Retype, with no changes, the part of the news story below on Boehringer's hepatitis C drug that runs from "The treatment of" to "launched in Europe.".

### Selected extract:
- - - - - - -
Boehringer hails hepatitis C candidate
pharmafile | November 9, 2011 | News story | Sales and Marketing | BI201335, Boehringer Ingelheim, HCV, Incivo, Victrelis, hepatitis C
Boehringer Ingelheim believes that one of its investigational drugs for liver disease hepatitis C (HCV) could shorten patients’ treatment time and help in hard-to-treat cases.
The treatment of hepatitis C has moved forward recently, with Janssen’s Incivo (telaprevir) and Merck and Roche’s Victrelis (boceprevir) both recently launched in Europe.
Boehringer says its drug BI 201335 could cut the time a patient needed to take the drug to 12 weeks, matching the performance of Incivo.
The phase IIb studies SILEN-C1 and SILEN-C3 combined the protease inhibitor with standard of care pegylated interferon (PegIFN) and ribavirin (RBV) – which is only successful in about half of all cases – in previously untreated genotype 1 (GT1) HCV patients.
SILEN-C3 showed BI 201335 could improve sustained viral response (SVR) – increasing the likelihood of curing the disease – compared to 48 weeks of treatment with PegIFN/RBV alone.
Among patients achieving an extended rapid viral response (eRVR), 12 weeks with BI 201335 was sufficient to achieve SVR.
Patients with undetectable HCV RNA in the blood before week 12 had similar SVR rates, whether they were treated for 12 weeks (82%) or 24 weeks (81%).
And SILEN-C1 demonstrated that most patients with difficult to treat HCV subtypes, such as the viral GT1a – the hardest genotype to treat – or the IL-28B non-CC gene variant (polymorphism), achieved SVR.
Of patients with GT1a, the SVR rate was 82%, while 84% of those with GT1b achieved it. Meanwhile 71% for patients with the non-CC polymorphism of the IL-28B gene – who are less likely to achieve SVR with PegIFN/RBV treatment – and all those with the CC polymorphism, achieved SVR. Where IL-28B genotyping was missing, 86% achieved SVR.
HCV is a key cause of chronic liver disease and liver transplant, and is estimated to infect chronically 170 million people worldwide.
“Reducing the length of treatment time for HCV patients is one of several important goals for Boehringer Ingelheim as we seek to innovate a better cure for this chronic disease,” said Klaus Dugi, Boehringer’s corporate senior vice president medicine.
Results from phase III studies for the drug are expected in 2013, but if BI 201335 continues its progress, Boehringer faces stiff competition in the market.
- - - - - - -
### Source material:

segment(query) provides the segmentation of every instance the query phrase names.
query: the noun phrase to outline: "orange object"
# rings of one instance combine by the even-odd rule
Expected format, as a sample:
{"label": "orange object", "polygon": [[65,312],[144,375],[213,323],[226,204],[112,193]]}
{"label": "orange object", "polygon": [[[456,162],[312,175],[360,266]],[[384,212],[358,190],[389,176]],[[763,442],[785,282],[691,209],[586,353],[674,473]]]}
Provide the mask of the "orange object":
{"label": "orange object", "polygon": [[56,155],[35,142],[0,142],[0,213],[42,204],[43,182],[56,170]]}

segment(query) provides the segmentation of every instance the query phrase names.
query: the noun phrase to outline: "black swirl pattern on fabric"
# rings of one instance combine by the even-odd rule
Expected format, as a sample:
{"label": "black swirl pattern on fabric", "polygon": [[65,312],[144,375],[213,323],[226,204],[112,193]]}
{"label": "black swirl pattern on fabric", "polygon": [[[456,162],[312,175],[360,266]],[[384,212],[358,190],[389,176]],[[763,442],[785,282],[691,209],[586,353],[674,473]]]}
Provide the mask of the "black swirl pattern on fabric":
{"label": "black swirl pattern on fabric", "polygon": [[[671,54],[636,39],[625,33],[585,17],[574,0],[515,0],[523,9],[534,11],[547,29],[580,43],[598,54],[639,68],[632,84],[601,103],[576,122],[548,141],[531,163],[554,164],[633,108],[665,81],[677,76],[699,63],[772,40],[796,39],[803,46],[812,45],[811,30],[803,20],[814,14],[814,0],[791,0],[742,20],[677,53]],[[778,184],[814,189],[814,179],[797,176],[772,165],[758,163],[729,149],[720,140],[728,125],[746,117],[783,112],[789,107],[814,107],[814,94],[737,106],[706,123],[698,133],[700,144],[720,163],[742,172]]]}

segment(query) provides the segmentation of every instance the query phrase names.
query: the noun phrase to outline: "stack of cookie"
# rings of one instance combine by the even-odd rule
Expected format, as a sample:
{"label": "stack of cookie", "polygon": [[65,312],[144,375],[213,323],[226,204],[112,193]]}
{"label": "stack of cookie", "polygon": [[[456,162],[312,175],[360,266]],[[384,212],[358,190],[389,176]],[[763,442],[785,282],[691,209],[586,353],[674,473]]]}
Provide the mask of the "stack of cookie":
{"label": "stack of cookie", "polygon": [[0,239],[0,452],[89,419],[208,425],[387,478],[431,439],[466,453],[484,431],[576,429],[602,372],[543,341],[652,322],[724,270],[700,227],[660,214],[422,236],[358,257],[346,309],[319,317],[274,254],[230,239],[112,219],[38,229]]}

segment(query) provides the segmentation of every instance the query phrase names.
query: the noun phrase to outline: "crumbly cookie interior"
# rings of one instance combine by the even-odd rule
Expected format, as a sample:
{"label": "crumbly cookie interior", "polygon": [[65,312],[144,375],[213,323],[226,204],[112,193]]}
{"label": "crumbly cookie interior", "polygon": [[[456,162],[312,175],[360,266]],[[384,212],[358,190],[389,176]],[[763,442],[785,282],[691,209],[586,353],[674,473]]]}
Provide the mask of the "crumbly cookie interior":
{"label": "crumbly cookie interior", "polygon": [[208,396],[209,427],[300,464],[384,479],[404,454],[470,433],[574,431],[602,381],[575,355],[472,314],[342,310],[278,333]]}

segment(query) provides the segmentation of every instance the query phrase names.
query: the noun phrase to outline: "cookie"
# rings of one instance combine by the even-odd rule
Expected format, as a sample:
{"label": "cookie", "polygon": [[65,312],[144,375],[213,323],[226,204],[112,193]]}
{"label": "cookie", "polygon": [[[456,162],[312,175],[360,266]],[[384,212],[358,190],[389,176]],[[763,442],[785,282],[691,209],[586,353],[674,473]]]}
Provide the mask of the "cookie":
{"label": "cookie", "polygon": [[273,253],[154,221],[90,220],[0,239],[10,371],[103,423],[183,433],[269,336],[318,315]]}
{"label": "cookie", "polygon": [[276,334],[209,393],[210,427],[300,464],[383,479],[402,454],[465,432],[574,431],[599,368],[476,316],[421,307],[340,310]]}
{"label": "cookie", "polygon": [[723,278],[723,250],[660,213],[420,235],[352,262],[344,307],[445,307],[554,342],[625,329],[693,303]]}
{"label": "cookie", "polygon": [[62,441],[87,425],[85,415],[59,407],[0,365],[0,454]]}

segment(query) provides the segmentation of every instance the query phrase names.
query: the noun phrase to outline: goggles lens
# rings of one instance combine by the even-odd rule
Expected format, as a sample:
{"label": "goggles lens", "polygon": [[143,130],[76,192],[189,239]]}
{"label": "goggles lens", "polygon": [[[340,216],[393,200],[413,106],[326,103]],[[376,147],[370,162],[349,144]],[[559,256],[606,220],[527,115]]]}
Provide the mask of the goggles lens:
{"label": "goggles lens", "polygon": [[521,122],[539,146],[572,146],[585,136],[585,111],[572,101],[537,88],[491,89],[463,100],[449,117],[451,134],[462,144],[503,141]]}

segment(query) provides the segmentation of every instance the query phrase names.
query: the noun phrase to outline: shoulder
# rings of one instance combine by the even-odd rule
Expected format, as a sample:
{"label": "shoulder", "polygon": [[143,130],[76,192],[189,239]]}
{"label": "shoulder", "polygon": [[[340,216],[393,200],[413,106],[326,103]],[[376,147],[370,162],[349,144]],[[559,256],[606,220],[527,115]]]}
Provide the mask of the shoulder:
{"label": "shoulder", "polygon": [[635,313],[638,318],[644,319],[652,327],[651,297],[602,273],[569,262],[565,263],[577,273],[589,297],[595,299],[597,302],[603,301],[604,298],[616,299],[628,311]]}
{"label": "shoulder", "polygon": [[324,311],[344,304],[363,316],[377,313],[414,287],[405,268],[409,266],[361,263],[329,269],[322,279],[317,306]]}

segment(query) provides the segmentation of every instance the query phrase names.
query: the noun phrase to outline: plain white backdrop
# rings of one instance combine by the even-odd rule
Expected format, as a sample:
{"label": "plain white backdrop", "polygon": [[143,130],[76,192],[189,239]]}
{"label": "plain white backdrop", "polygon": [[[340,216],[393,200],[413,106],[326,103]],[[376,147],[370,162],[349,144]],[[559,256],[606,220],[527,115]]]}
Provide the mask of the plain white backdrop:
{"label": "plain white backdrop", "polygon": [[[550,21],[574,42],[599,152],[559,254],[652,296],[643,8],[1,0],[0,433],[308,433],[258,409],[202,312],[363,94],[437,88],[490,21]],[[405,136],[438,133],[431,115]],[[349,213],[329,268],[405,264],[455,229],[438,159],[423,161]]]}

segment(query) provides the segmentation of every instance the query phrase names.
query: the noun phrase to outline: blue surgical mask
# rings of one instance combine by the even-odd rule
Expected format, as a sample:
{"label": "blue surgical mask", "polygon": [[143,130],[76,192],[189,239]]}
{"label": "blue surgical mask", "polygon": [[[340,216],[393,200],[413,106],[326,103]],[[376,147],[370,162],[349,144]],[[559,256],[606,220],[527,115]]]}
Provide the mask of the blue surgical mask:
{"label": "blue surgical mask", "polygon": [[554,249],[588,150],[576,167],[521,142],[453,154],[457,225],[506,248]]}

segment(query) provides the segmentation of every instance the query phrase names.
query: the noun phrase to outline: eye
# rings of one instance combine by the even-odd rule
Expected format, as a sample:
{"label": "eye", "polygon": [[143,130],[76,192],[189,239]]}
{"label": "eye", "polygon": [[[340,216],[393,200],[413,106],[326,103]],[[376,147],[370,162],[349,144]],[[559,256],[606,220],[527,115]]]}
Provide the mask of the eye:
- - - - - - -
### Response area:
The treatment of hepatitis C has moved forward recently, with Janssen’s Incivo (telaprevir) and Merck and Roche’s Victrelis (boceprevir) both recently launched in Europe.